Content starts

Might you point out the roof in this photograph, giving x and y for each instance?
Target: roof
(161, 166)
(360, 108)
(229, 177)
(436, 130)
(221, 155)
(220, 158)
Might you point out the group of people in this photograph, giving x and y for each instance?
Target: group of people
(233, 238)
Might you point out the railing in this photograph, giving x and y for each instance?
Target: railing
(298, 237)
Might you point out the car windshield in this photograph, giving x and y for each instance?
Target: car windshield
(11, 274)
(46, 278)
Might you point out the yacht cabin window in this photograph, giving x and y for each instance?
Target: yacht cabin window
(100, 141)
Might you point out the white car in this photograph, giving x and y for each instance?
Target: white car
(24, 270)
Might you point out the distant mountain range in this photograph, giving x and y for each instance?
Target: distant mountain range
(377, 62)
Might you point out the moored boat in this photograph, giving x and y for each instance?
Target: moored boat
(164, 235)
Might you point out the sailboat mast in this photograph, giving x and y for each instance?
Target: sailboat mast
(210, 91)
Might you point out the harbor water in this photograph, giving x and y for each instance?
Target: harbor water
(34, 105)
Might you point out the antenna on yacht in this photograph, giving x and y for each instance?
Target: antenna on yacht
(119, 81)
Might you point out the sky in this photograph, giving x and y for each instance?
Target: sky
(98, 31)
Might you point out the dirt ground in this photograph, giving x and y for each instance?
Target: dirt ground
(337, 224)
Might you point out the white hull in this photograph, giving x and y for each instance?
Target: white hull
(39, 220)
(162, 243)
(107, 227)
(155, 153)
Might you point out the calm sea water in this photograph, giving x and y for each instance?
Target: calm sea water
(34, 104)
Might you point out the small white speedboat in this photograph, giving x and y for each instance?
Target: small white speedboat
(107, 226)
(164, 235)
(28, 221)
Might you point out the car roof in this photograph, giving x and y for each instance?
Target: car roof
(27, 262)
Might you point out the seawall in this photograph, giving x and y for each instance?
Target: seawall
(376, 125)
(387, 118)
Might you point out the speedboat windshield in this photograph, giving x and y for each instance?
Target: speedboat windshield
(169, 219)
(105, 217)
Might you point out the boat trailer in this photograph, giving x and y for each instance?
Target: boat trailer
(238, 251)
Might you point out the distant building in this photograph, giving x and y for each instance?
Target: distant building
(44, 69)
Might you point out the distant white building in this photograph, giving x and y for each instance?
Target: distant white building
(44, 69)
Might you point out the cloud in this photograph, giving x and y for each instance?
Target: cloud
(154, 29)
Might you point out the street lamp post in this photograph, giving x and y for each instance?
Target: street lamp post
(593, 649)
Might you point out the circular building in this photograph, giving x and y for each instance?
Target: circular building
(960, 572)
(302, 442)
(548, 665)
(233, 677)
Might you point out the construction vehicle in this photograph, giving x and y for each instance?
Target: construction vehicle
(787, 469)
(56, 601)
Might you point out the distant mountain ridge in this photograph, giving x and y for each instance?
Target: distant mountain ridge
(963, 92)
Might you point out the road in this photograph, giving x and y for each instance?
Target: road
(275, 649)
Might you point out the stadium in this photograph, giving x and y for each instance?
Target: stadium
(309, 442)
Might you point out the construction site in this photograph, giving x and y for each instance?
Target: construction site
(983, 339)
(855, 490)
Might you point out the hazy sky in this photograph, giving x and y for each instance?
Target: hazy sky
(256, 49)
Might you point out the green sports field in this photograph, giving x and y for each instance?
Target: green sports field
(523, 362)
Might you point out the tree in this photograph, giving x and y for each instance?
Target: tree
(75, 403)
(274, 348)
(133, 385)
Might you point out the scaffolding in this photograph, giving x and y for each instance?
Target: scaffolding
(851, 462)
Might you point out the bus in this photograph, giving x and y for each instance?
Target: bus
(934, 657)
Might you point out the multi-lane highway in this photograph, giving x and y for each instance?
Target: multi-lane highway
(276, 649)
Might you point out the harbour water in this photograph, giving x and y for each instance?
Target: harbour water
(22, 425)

Content ends

* Problem details:
From the records above, copy out the line with "Might you point out the distant mountain range", the line with "Might you point out the calm", and every line between them, word for word.

* Task result:
Might you point out the distant mountain range in this photograph, giving x and y for each instance?
Target: distant mountain range
(377, 62)
Might you point out the moored boat in this photograph, giving x and y for each instance?
Target: moored boat
(164, 235)
Might you point out the sailboat mast in this photograph, giving x and y for each instance?
Target: sailboat mast
(210, 91)
Might you point out the harbor water in this photograph, giving x and y for each instance?
Target: harbor water
(34, 105)
Might you point out the antenna on yacht in this photograph, giving x and y for each instance?
Target: antenna on yacht
(119, 81)
Might you point out the sky in this photograph, giving x and y for each instance?
Target: sky
(98, 31)
Might you point out the dirt ground in this photograph, giving x and y for each instance?
Target: dirt ground
(337, 224)
Might you point out the white hull in this photograph, giving x and y for each instance?
Target: white hull
(39, 220)
(162, 243)
(107, 227)
(155, 153)
Might you point out the calm sea water in this photograph, giving x and y for each instance?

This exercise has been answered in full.